__Excerpt to read__
== Segment start ==

When a historian and an archivist decamped from their New York City roost to Louisville, Kentucky, during the pandemic with their new baby in tow, settling in a historic home was the goal. Their search for a suitable abode led to a gracious 1924 Tudor revival with great bones. Unfortunately, there had been a series of design decisions made between the 1980s and ’90s that had obscured historic elements, blocked light, and obstructed the flow throughout the house. They needed help contemporizing the beautiful Tudor revival—making it livable for a couple with a newborn—while maintaining the home’s original integrity. An introduction by a contractor led the new homeowners to AD PRO Directory designer Bethany Adams, who proved to be an excellent fit.
“We were trying to make it a family home, and not have it be a museum,” Adams explains. With the original blueprints included in the purchase of the home, Adams went about creating congruence between the house’s distinguishing characteristics and the comfortable, contemporary aesthetic the couple was going for.
Clunky ’90s-style doors and windows at the back of the house were swapped for steel-frame Crittall replacements, a signature style of many 1920s residences that lets natural light through glass panes. Wood-frame Tudor-style doors and windows, along with their stained glass, were left untouched in order to retain period charm. Elsewhere, original flooring was refinished throughout the home, except in the kitchen and breakfast room, where dark cherry wood planks were replaced with Belgian terra-cotta star and cross tiles to create a period-appropriate aesthetic.
In the kitchen, Adams and the homeowners continued to let history dictate their design approach while balancing two distinct styles. “The term that we use, tongue-in-cheek, is Shaker Deco,” says one half of the couple. “Shaker because there’s a strong legacy of wooden handicrafts in Kentucky that was largely informed by the Shakers, and Deco just because this house is an artifact of the 1920s.” The island, cabinets, and open shelving in the kitchen clearly reflect the clean lines of Shaker-style workmanship, and shiny brass knobs and fluted brass rods are just two elements infused with Art Deco flair.
Whimsical palette choices and playful furniture selections also make up a major portion of the home’s decorative language. “I’ve always loved interesting color combinations,” Adams says. “There’s no bad color—it’s just [about] finding the right one to make [another] color look amazing. I find that [to be] a fun exercise.”
The dwelling’s color story is strong, especially in areas like the dining room, where orange vintage Finn Juhl chairs contrast with green-toned wallpaper. The effect is lively and ebullient, with the fantastical Moon Pendant Ensemble by Ludovic Clément D’armont adding to the animation. Not far away, blue seating electrifies the formal living room, bright yellow enlivens a powder room, and a plum four-poster frame sits in a midnight blue primary bedroom. “That’s my personal preference all the time,” Adams says about color’s starring role in the decor. “I’m not usually lucky enough to have clients who are willing to go there with me, but we just were very aligned in what we envisioned for this space.”
The clients also couldn’t be happier with their collaboration. “Living in New York, we were always fantasizing about a house that felt like it was a part of history,” the couple says. “That’s what attracted us to this specific place, and [it] informed the whole process. The result reflects that dream.”

== Segment end ==

__Task requirements__
• A. Condense the paragraph of the Louisville Tudor revival renovation article that begins "Clunky ’90s-style doors and windows" into a short bulleted list, keeping its main facts.
• B. Transcribe the Louisville Tudor revival renovation article from "When a historian" to "an excellent fit.".

__Given records__

== Segment start ==

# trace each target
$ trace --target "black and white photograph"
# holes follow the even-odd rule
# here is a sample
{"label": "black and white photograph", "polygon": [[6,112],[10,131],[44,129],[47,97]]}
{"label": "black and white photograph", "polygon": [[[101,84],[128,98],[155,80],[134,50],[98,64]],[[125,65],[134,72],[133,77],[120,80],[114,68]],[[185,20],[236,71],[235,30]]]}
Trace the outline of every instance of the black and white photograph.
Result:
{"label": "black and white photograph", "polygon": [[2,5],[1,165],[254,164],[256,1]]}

== Segment end ==
== Segment start ==

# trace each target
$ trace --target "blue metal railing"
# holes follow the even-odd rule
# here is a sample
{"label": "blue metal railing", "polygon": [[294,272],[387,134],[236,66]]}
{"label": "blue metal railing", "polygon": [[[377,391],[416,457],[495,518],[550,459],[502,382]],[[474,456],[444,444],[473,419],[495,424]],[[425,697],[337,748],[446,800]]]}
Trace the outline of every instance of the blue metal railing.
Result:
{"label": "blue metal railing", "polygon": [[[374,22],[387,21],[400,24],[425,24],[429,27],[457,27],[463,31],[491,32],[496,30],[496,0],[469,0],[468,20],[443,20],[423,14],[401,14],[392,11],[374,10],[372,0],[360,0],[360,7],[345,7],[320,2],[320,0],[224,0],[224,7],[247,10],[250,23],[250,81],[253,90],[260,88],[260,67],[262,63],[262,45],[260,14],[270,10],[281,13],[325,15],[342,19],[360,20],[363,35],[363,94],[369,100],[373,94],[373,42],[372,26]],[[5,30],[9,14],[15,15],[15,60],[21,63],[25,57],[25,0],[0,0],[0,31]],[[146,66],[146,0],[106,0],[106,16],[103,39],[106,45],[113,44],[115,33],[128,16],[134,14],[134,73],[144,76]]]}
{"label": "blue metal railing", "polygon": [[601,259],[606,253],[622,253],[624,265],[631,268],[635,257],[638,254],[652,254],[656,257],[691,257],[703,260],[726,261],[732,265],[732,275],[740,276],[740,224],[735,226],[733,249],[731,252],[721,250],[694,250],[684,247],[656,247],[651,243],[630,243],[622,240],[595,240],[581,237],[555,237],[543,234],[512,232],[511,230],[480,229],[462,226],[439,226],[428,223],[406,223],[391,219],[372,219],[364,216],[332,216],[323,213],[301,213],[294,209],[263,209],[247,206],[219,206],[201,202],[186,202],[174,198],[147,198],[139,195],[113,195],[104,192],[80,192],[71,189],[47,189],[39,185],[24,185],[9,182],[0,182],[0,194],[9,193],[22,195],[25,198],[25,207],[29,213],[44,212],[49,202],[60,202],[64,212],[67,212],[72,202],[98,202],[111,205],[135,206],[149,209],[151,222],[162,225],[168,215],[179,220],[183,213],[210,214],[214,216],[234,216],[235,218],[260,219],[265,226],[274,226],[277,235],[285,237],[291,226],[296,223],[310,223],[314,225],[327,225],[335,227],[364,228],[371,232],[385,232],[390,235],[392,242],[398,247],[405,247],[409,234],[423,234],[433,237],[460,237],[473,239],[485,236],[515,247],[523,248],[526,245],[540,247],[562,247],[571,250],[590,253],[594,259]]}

== Segment end ==
== Segment start ==

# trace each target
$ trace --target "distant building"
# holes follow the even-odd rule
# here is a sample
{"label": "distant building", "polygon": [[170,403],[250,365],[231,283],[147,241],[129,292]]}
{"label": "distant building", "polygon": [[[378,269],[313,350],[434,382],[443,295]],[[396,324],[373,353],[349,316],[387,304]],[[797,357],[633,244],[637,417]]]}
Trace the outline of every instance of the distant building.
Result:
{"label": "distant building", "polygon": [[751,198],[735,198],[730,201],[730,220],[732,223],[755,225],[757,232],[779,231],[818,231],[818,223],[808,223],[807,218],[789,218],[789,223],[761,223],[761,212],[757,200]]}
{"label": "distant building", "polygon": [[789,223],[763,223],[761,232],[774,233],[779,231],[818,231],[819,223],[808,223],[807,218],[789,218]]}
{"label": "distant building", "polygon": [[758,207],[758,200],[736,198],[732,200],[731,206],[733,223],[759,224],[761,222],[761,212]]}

== Segment end ==

__Answers for the tasks__
• A.
- Clunky ’90s-style doors and windows at the back of the house were replaced with steel-frame Crittall ones. This style was common in 1920s homes and lets in natural light.
- Wood-frame Tudor-style doors and windows and their stained glass were left as they were to keep the period charm.
- Original flooring was refinished throughout the home, except in the kitchen and breakfast room.
- In those two rooms, dark cherry wood planks gave way to Belgian terra-cotta star and cross tiles for a period-appropriate look.

• B.
When a historian and an archivist decamped from their New York City roost to Louisville, Kentucky, during the pandemic with their new baby in tow, settling in a historic home was the goal. Their search for a suitable abode led to a gracious 1924 Tudor revival with great bones. Unfortunately, there had been a series of design decisions made between the 1980s and ’90s that had obscured historic elements, blocked light, and obstructed the flow throughout the house. They needed help contemporizing the beautiful Tudor revival—making it livable for a couple with a newborn—while maintaining the home’s original integrity. An introduction by a contractor led the new homeowners to AD PRO Directory designer Bethany Adams, who proved to be an excellent fit.